Instructions for the task | Give back every line exactly as it appears, pictures excluded.

Source records |
+-------+

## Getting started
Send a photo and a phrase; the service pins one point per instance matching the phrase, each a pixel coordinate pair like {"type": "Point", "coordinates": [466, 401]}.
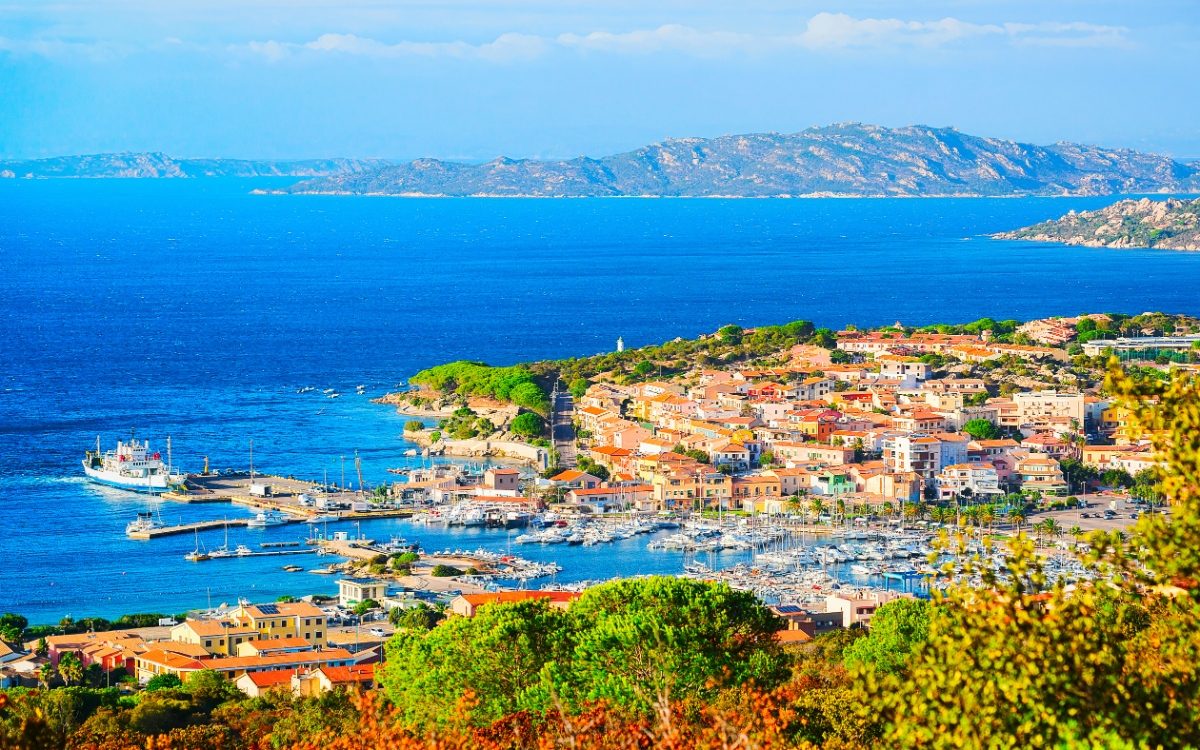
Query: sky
{"type": "Point", "coordinates": [473, 79]}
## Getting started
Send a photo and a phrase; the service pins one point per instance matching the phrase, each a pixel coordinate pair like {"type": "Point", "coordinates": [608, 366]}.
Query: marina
{"type": "Point", "coordinates": [185, 528]}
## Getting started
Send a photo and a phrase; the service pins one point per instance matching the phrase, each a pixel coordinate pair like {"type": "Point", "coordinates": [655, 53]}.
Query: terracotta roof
{"type": "Point", "coordinates": [271, 679]}
{"type": "Point", "coordinates": [264, 645]}
{"type": "Point", "coordinates": [203, 628]}
{"type": "Point", "coordinates": [171, 660]}
{"type": "Point", "coordinates": [358, 673]}
{"type": "Point", "coordinates": [240, 663]}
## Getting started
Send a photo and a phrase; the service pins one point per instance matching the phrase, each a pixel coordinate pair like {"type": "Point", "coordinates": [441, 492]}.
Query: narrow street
{"type": "Point", "coordinates": [563, 429]}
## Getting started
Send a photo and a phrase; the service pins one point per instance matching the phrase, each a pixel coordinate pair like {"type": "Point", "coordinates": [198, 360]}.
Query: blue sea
{"type": "Point", "coordinates": [197, 310]}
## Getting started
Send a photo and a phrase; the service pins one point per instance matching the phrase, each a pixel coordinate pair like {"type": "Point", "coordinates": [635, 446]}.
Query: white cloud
{"type": "Point", "coordinates": [507, 47]}
{"type": "Point", "coordinates": [672, 37]}
{"type": "Point", "coordinates": [821, 34]}
{"type": "Point", "coordinates": [841, 31]}
{"type": "Point", "coordinates": [64, 49]}
{"type": "Point", "coordinates": [838, 30]}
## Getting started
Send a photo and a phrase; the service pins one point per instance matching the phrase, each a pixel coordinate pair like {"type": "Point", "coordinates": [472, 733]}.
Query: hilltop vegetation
{"type": "Point", "coordinates": [515, 385]}
{"type": "Point", "coordinates": [837, 160]}
{"type": "Point", "coordinates": [1167, 225]}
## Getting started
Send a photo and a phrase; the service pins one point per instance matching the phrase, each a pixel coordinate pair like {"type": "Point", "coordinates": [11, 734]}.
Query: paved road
{"type": "Point", "coordinates": [563, 430]}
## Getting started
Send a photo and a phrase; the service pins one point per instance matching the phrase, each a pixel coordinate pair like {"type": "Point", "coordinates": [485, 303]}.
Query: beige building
{"type": "Point", "coordinates": [1037, 406]}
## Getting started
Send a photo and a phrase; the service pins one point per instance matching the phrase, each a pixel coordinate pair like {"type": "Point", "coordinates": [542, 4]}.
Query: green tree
{"type": "Point", "coordinates": [1025, 663]}
{"type": "Point", "coordinates": [528, 425]}
{"type": "Point", "coordinates": [982, 430]}
{"type": "Point", "coordinates": [637, 641]}
{"type": "Point", "coordinates": [730, 335]}
{"type": "Point", "coordinates": [163, 682]}
{"type": "Point", "coordinates": [898, 628]}
{"type": "Point", "coordinates": [579, 388]}
{"type": "Point", "coordinates": [210, 688]}
{"type": "Point", "coordinates": [498, 657]}
{"type": "Point", "coordinates": [420, 617]}
{"type": "Point", "coordinates": [12, 627]}
{"type": "Point", "coordinates": [160, 714]}
{"type": "Point", "coordinates": [70, 669]}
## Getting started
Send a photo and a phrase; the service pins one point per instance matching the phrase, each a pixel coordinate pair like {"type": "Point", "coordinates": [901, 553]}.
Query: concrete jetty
{"type": "Point", "coordinates": [186, 528]}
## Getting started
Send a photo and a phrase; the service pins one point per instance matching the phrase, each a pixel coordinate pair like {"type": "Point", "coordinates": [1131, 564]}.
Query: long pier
{"type": "Point", "coordinates": [270, 553]}
{"type": "Point", "coordinates": [186, 528]}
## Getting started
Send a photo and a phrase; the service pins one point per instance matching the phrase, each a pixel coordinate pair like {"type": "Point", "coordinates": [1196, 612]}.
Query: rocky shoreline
{"type": "Point", "coordinates": [1158, 225]}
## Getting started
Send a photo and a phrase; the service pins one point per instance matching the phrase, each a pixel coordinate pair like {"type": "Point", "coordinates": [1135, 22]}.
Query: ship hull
{"type": "Point", "coordinates": [149, 485]}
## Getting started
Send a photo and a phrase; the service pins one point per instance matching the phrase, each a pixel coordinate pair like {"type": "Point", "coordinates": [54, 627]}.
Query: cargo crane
{"type": "Point", "coordinates": [358, 467]}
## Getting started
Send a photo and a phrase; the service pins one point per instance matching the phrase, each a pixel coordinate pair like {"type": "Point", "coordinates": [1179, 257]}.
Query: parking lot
{"type": "Point", "coordinates": [1095, 517]}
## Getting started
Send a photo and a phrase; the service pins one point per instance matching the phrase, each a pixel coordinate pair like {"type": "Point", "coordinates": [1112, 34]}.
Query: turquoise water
{"type": "Point", "coordinates": [196, 310]}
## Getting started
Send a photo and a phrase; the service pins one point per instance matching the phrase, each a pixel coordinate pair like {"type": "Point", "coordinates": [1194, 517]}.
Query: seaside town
{"type": "Point", "coordinates": [835, 463]}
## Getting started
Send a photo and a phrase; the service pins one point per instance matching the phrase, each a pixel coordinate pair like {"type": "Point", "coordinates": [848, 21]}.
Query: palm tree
{"type": "Point", "coordinates": [988, 516]}
{"type": "Point", "coordinates": [1053, 527]}
{"type": "Point", "coordinates": [793, 504]}
{"type": "Point", "coordinates": [1017, 515]}
{"type": "Point", "coordinates": [70, 669]}
{"type": "Point", "coordinates": [816, 507]}
{"type": "Point", "coordinates": [46, 675]}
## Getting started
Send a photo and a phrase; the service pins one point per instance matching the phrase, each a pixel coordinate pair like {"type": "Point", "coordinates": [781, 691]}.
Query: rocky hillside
{"type": "Point", "coordinates": [1168, 225]}
{"type": "Point", "coordinates": [839, 160]}
{"type": "Point", "coordinates": [161, 166]}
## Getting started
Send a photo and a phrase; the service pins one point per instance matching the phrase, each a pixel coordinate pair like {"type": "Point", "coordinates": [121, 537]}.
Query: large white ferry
{"type": "Point", "coordinates": [132, 466]}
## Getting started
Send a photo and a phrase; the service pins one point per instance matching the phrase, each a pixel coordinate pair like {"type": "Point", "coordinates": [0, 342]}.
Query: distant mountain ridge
{"type": "Point", "coordinates": [838, 160]}
{"type": "Point", "coordinates": [156, 165]}
{"type": "Point", "coordinates": [1167, 225]}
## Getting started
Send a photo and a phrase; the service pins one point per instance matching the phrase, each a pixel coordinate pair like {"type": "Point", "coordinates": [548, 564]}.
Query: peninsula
{"type": "Point", "coordinates": [845, 160]}
{"type": "Point", "coordinates": [1162, 225]}
{"type": "Point", "coordinates": [155, 166]}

+-------+

Expected answer |
## Getting started
Send a photo and a phrase; the service pins one point per instance matching the phrase, each a pixel coordinate pair like {"type": "Point", "coordinates": [466, 401]}.
Query: sky
{"type": "Point", "coordinates": [473, 79]}
## Getting started
Send a photo and a phrase; the service pins one point per instance matching the phrase, each a pixel coordinate pair like {"type": "Point", "coordinates": [608, 366]}.
Query: marina
{"type": "Point", "coordinates": [185, 528]}
## Getting started
Send a photo and a phrase; the service pins one point per instance matching the phrase, each a pixel coordinate pair like {"type": "Point", "coordinates": [655, 53]}.
Query: terracotta roof
{"type": "Point", "coordinates": [271, 679]}
{"type": "Point", "coordinates": [264, 645]}
{"type": "Point", "coordinates": [203, 628]}
{"type": "Point", "coordinates": [171, 660]}
{"type": "Point", "coordinates": [358, 673]}
{"type": "Point", "coordinates": [240, 663]}
## Getting started
Send a photo and a phrase; the service pins one point per instance matching the phrase, each a pixel coordinate pair like {"type": "Point", "coordinates": [441, 492]}.
Query: narrow street
{"type": "Point", "coordinates": [563, 429]}
## Getting started
Send a photo and a phrase; the service pins one point per instance matching the phrase, each a pixel coordinate pair like {"type": "Point", "coordinates": [198, 360]}.
Query: blue sea
{"type": "Point", "coordinates": [197, 310]}
## Getting started
Send a photo and a phrase; the service pins one point per instance matching the phrase, each a pixel coordinate pair like {"type": "Point", "coordinates": [635, 446]}.
Query: white cloud
{"type": "Point", "coordinates": [507, 47]}
{"type": "Point", "coordinates": [672, 37]}
{"type": "Point", "coordinates": [821, 34]}
{"type": "Point", "coordinates": [841, 31]}
{"type": "Point", "coordinates": [64, 49]}
{"type": "Point", "coordinates": [838, 30]}
## Getting started
Send a photo and a phrase; the service pins one point per instance matching the phrase, each a pixel coordinate pair like {"type": "Point", "coordinates": [472, 733]}.
Query: hilltop vegetation
{"type": "Point", "coordinates": [515, 385]}
{"type": "Point", "coordinates": [837, 160]}
{"type": "Point", "coordinates": [1167, 225]}
## Getting started
Send a photo and a phrase; the service pins one point per instance matching the phrase, each a pixel coordinate pair like {"type": "Point", "coordinates": [11, 734]}.
Query: paved road
{"type": "Point", "coordinates": [563, 430]}
## Getting started
Send a photo and a phrase; the service pins one point per instance matching the phrase, each a pixel coordinate pair like {"type": "Point", "coordinates": [485, 303]}.
Query: beige building
{"type": "Point", "coordinates": [1037, 406]}
## Getting started
Send a photo and a phrase; the service pins one point per instance matching the phrase, each a pixel coordinate pair like {"type": "Point", "coordinates": [542, 4]}.
Query: green tree
{"type": "Point", "coordinates": [1025, 663]}
{"type": "Point", "coordinates": [528, 425]}
{"type": "Point", "coordinates": [982, 430]}
{"type": "Point", "coordinates": [637, 641]}
{"type": "Point", "coordinates": [730, 335]}
{"type": "Point", "coordinates": [163, 682]}
{"type": "Point", "coordinates": [898, 628]}
{"type": "Point", "coordinates": [579, 388]}
{"type": "Point", "coordinates": [210, 688]}
{"type": "Point", "coordinates": [498, 657]}
{"type": "Point", "coordinates": [420, 617]}
{"type": "Point", "coordinates": [12, 627]}
{"type": "Point", "coordinates": [160, 714]}
{"type": "Point", "coordinates": [70, 669]}
## Getting started
Send a photo and a phrase; the service pins one point per instance matching the phrase, each a pixel coordinate pair like {"type": "Point", "coordinates": [901, 553]}.
Query: concrete jetty
{"type": "Point", "coordinates": [186, 528]}
## Getting started
Send a photo and a phrase; the service pins one point per instance matching the phrase, each a pixel coordinate pair like {"type": "Point", "coordinates": [1131, 564]}.
Query: long pier
{"type": "Point", "coordinates": [270, 553]}
{"type": "Point", "coordinates": [186, 528]}
## Getting started
Send a photo and a phrase; the service pins one point per instance matching the phrase, each a pixel coordinate pair like {"type": "Point", "coordinates": [1196, 612]}.
Query: rocky shoreline
{"type": "Point", "coordinates": [1158, 225]}
## Getting started
Send a photo and a phrase; the service pins one point per instance matching the phrase, each a pixel coordinate pair like {"type": "Point", "coordinates": [1135, 22]}.
Query: ship hull
{"type": "Point", "coordinates": [149, 485]}
## Getting started
Send a photo and a phrase; the service pins one point per instance matching the phrase, each a pixel coordinate pair like {"type": "Point", "coordinates": [54, 627]}.
Query: cargo crane
{"type": "Point", "coordinates": [358, 467]}
## Getting started
Send a photo and a phrase; the service pins one point per instance matching the phrase, each a pixel coordinate pair like {"type": "Point", "coordinates": [1179, 257]}.
Query: parking lot
{"type": "Point", "coordinates": [1095, 517]}
## Getting started
Send a photo and a phrase; the service pins one point per instance matching the phrase, each a pixel coordinate pair like {"type": "Point", "coordinates": [1112, 34]}.
Query: turquoise water
{"type": "Point", "coordinates": [196, 310]}
## Getting started
Send a photo and a phrase; the service pins one point per instance matching the phrase, each a pixel coordinate pair like {"type": "Point", "coordinates": [1194, 517]}.
Query: seaside town
{"type": "Point", "coordinates": [835, 463]}
## Getting started
Send a photo and a phrase; the service pins one point per instance matching the phrase, each a pixel coordinate pair like {"type": "Point", "coordinates": [848, 21]}.
Query: palm tree
{"type": "Point", "coordinates": [988, 516]}
{"type": "Point", "coordinates": [1053, 527]}
{"type": "Point", "coordinates": [793, 504]}
{"type": "Point", "coordinates": [1017, 515]}
{"type": "Point", "coordinates": [70, 669]}
{"type": "Point", "coordinates": [816, 507]}
{"type": "Point", "coordinates": [46, 675]}
## Getting started
Send a photo and a phrase; the service pins one point per instance matching the phrase, each a pixel coordinate pair like {"type": "Point", "coordinates": [781, 691]}.
Query: rocky hillside
{"type": "Point", "coordinates": [1168, 225]}
{"type": "Point", "coordinates": [839, 160]}
{"type": "Point", "coordinates": [161, 166]}
## Getting started
Send a photo and a phrase; the service pins one point per instance matching the phrase, each a pixel coordinate pair like {"type": "Point", "coordinates": [121, 537]}.
Query: large white ferry
{"type": "Point", "coordinates": [132, 466]}
## Getting started
Send a photo and a phrase; the service pins one point per instance matching the phrase, each a pixel coordinate pair like {"type": "Point", "coordinates": [0, 342]}.
Query: distant mountain ridge
{"type": "Point", "coordinates": [838, 160]}
{"type": "Point", "coordinates": [156, 165]}
{"type": "Point", "coordinates": [1167, 225]}
## Getting started
Send a photo and a phrase; the service pins one point per instance matching the phrase, each a pixel coordinate pair like {"type": "Point", "coordinates": [548, 564]}.
Query: peninsula
{"type": "Point", "coordinates": [845, 160]}
{"type": "Point", "coordinates": [1162, 225]}
{"type": "Point", "coordinates": [155, 166]}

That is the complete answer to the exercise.